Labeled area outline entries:
+ + + + +

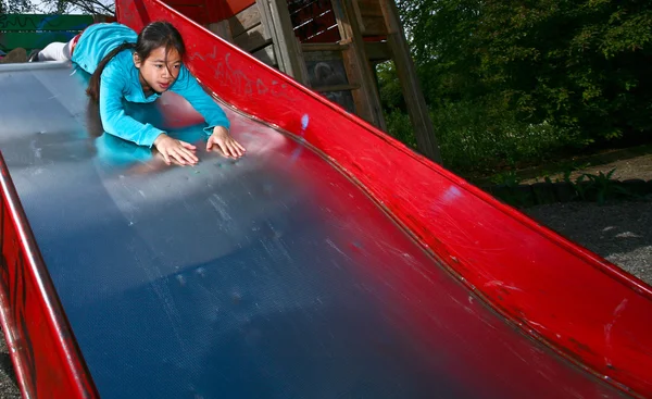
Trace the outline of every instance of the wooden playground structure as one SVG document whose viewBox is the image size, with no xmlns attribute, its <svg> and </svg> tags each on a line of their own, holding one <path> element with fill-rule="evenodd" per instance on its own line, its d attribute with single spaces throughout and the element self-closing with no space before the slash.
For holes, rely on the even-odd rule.
<svg viewBox="0 0 652 399">
<path fill-rule="evenodd" d="M 440 162 L 393 0 L 166 0 L 256 59 L 387 130 L 376 64 L 392 61 L 418 151 Z"/>
<path fill-rule="evenodd" d="M 386 130 L 378 63 L 398 72 L 417 150 L 441 162 L 394 0 L 165 0 L 260 61 Z M 2 15 L 0 49 L 66 41 L 95 22 L 90 15 Z"/>
</svg>

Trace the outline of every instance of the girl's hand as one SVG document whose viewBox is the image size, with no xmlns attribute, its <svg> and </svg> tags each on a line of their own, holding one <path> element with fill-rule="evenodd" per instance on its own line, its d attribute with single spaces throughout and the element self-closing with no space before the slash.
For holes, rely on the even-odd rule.
<svg viewBox="0 0 652 399">
<path fill-rule="evenodd" d="M 222 154 L 228 158 L 240 158 L 246 151 L 244 147 L 240 146 L 224 126 L 215 126 L 206 142 L 206 151 L 210 151 L 213 146 L 222 150 Z"/>
<path fill-rule="evenodd" d="M 195 154 L 195 150 L 197 147 L 191 144 L 177 140 L 167 136 L 166 134 L 161 134 L 154 140 L 154 146 L 156 150 L 163 155 L 163 160 L 166 164 L 171 164 L 171 161 L 178 163 L 179 165 L 193 165 L 199 159 Z"/>
</svg>

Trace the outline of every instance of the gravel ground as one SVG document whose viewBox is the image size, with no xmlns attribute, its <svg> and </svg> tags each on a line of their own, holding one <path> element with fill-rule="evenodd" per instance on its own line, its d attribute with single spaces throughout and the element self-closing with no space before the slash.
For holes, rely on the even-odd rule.
<svg viewBox="0 0 652 399">
<path fill-rule="evenodd" d="M 557 203 L 525 213 L 652 284 L 652 202 Z M 20 397 L 7 345 L 0 339 L 0 398 Z"/>
<path fill-rule="evenodd" d="M 525 213 L 652 285 L 652 202 L 556 203 Z"/>
</svg>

+ + + + +

### WHAT YOU SHOULD DO
Edit the lines between the one holding "Trace the outline of every instance of the girl's" and the one holding "222 154 L 228", inclusive, so that "hand" becomes "arm", and give those lines back with nothing else changed.

### FULL OUTPUT
Trace the outline of every instance of the girl's arm as one SVG document whose viewBox is the image size, with no xmlns attribute, its <svg> and </svg> tags each on a line of their own, holding one <path> element with fill-rule="evenodd" per instance on its own line, its d attribute with single spaces throughout and the element self-closing with no space before the slash.
For holes, rely on the even-odd rule.
<svg viewBox="0 0 652 399">
<path fill-rule="evenodd" d="M 222 154 L 228 158 L 240 158 L 246 151 L 244 147 L 240 146 L 224 126 L 215 126 L 206 142 L 206 151 L 210 151 L 213 146 L 222 150 Z"/>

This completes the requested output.